- _What the task requires_
For the entries below, say how many lines include the word "fingers" and add nothing else.

- _Input data_
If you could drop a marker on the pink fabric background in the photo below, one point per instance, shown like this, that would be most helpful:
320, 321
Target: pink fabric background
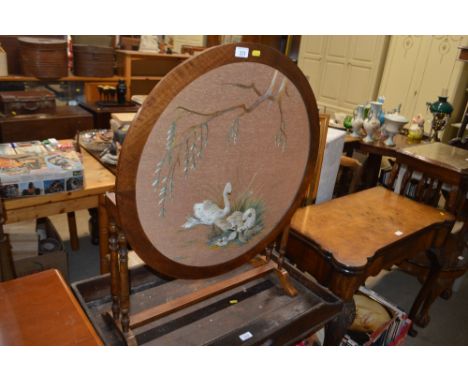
254, 164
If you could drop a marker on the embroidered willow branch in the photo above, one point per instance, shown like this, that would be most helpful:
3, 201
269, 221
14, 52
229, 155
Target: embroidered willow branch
192, 143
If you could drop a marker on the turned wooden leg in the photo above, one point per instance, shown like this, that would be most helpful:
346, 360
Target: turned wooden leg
425, 296
124, 285
115, 275
103, 234
74, 241
336, 328
344, 286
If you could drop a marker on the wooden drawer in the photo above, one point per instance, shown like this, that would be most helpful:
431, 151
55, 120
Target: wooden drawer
63, 124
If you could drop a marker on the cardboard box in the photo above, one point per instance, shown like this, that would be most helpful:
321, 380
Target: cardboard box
57, 259
38, 169
392, 333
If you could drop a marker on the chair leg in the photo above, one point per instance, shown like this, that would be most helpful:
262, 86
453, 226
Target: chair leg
115, 276
74, 241
419, 312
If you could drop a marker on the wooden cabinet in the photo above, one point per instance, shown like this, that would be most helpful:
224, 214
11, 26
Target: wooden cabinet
344, 71
142, 70
419, 68
63, 124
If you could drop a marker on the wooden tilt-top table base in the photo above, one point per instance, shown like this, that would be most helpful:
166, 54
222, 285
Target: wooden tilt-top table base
254, 313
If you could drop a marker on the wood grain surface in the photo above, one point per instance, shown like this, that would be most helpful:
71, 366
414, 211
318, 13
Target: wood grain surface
40, 309
354, 227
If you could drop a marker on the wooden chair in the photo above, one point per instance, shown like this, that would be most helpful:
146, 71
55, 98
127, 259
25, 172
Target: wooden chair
430, 182
314, 183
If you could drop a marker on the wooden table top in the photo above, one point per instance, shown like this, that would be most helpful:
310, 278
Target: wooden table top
130, 107
40, 309
354, 227
379, 147
441, 154
97, 180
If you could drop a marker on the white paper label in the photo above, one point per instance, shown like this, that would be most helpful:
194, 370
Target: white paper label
242, 52
245, 336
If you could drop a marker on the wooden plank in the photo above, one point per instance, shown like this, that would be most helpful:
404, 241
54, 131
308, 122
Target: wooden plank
156, 312
36, 212
40, 309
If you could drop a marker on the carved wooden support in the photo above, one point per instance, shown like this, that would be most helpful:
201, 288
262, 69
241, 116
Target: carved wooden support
7, 268
336, 328
115, 276
124, 285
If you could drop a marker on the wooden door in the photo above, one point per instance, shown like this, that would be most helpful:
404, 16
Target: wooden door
418, 69
344, 71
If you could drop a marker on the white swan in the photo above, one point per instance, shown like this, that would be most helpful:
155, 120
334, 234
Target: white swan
248, 219
208, 212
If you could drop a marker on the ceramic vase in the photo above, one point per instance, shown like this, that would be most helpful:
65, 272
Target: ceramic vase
393, 123
358, 121
372, 122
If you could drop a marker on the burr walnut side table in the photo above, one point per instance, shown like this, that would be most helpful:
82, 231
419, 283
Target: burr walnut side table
344, 241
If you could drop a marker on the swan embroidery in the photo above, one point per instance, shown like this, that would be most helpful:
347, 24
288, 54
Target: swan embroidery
209, 213
238, 224
186, 145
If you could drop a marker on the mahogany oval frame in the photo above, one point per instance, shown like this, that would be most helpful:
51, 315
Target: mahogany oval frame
151, 110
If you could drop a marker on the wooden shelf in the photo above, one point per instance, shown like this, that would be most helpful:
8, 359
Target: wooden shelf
146, 78
141, 69
68, 78
146, 54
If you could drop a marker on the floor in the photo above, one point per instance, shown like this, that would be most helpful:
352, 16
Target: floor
448, 318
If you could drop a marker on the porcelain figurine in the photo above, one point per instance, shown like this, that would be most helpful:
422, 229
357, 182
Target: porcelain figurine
441, 111
392, 125
358, 121
416, 130
372, 122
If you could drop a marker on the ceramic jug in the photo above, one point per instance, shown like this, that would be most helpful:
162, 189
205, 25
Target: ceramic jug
372, 122
358, 121
393, 123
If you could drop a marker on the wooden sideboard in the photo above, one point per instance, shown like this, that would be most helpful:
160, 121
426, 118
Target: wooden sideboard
64, 123
142, 70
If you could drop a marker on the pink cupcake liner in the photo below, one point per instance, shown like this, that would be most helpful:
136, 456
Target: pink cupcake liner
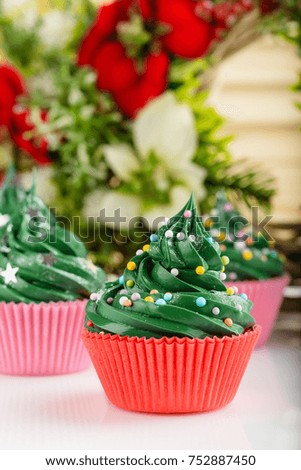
42, 339
170, 375
267, 297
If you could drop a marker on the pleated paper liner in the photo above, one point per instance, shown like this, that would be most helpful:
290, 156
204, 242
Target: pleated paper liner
42, 339
170, 375
267, 297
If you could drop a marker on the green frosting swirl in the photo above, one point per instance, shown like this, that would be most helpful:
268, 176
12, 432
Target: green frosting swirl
250, 258
171, 288
40, 261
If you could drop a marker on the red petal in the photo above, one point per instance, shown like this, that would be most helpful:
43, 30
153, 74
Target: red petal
190, 35
147, 8
146, 87
103, 29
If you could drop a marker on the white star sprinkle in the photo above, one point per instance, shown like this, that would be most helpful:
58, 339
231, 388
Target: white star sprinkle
9, 274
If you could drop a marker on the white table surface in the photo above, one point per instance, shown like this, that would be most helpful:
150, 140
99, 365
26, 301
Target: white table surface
72, 412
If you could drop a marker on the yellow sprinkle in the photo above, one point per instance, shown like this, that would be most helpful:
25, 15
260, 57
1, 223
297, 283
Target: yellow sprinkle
199, 270
230, 291
228, 322
247, 255
225, 260
131, 265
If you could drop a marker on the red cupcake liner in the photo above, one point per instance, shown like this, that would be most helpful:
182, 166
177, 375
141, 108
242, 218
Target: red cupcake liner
42, 339
170, 375
267, 297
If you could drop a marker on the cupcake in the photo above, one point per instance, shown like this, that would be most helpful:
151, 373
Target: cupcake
167, 336
254, 266
45, 280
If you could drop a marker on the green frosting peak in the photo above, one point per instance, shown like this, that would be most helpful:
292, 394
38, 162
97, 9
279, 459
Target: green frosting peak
40, 261
251, 256
172, 287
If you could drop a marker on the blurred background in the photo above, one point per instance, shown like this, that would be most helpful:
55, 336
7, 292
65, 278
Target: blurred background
224, 115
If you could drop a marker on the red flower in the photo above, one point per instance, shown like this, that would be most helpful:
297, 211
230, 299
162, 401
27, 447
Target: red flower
11, 86
174, 27
36, 148
18, 122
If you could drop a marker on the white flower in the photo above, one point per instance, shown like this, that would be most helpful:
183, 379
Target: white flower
45, 187
56, 28
166, 128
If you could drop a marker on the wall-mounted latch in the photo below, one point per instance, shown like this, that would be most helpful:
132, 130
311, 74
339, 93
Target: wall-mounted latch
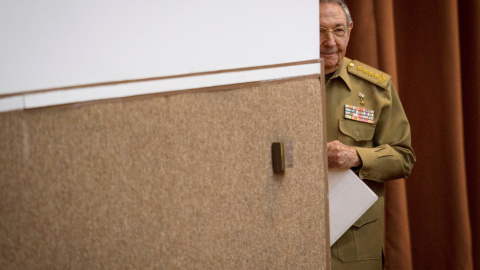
278, 157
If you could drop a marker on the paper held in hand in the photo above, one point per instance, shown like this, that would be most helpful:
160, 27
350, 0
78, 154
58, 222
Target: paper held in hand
349, 197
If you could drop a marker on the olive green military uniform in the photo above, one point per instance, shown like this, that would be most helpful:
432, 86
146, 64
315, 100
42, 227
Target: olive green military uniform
364, 111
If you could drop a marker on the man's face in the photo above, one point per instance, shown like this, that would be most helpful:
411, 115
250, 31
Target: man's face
333, 48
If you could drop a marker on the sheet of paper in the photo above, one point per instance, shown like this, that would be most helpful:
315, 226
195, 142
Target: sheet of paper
349, 197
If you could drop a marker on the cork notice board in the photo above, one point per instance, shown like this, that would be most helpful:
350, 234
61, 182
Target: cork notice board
167, 182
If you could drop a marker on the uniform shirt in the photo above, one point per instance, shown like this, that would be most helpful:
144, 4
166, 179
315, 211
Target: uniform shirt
364, 111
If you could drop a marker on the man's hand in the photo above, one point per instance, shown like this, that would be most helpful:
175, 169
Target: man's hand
342, 156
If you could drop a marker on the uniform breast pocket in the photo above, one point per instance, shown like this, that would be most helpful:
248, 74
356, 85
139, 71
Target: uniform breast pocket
355, 133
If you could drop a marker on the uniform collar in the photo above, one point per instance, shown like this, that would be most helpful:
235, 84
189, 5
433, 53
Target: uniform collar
343, 73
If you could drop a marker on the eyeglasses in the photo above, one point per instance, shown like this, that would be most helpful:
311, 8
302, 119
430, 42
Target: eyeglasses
338, 31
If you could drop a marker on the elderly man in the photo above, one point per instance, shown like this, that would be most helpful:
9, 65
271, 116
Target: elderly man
367, 131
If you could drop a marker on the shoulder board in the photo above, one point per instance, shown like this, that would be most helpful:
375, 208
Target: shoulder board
368, 73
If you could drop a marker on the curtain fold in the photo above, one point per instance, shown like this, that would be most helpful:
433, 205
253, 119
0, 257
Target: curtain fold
432, 50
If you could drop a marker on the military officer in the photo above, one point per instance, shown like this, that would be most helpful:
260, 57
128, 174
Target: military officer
367, 131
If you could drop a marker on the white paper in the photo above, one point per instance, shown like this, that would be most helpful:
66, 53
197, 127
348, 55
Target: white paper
349, 198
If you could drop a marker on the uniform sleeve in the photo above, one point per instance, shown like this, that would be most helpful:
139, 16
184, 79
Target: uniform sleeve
393, 157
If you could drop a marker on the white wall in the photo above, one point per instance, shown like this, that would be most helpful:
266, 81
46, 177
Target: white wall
57, 43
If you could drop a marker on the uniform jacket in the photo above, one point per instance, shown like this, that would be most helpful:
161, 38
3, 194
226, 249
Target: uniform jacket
364, 111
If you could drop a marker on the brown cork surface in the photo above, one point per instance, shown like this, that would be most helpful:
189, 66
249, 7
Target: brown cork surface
171, 182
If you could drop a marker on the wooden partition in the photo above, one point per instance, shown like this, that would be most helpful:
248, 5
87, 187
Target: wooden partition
180, 181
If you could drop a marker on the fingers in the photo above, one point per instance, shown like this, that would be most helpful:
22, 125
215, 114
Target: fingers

- _Task result_
2